Exercise aim =>
Reproduce the following lines verbatim.

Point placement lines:
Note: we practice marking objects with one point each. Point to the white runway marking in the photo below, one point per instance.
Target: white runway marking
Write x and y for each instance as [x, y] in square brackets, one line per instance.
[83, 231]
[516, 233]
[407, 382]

Task solution =>
Note: we practice marking objects with one point each. Point to the white runway marking in the photo below, one point per instance.
Target: white runway marking
Write x and y for each instance as [x, y] in square brackets, one line per instance.
[83, 231]
[516, 233]
[407, 382]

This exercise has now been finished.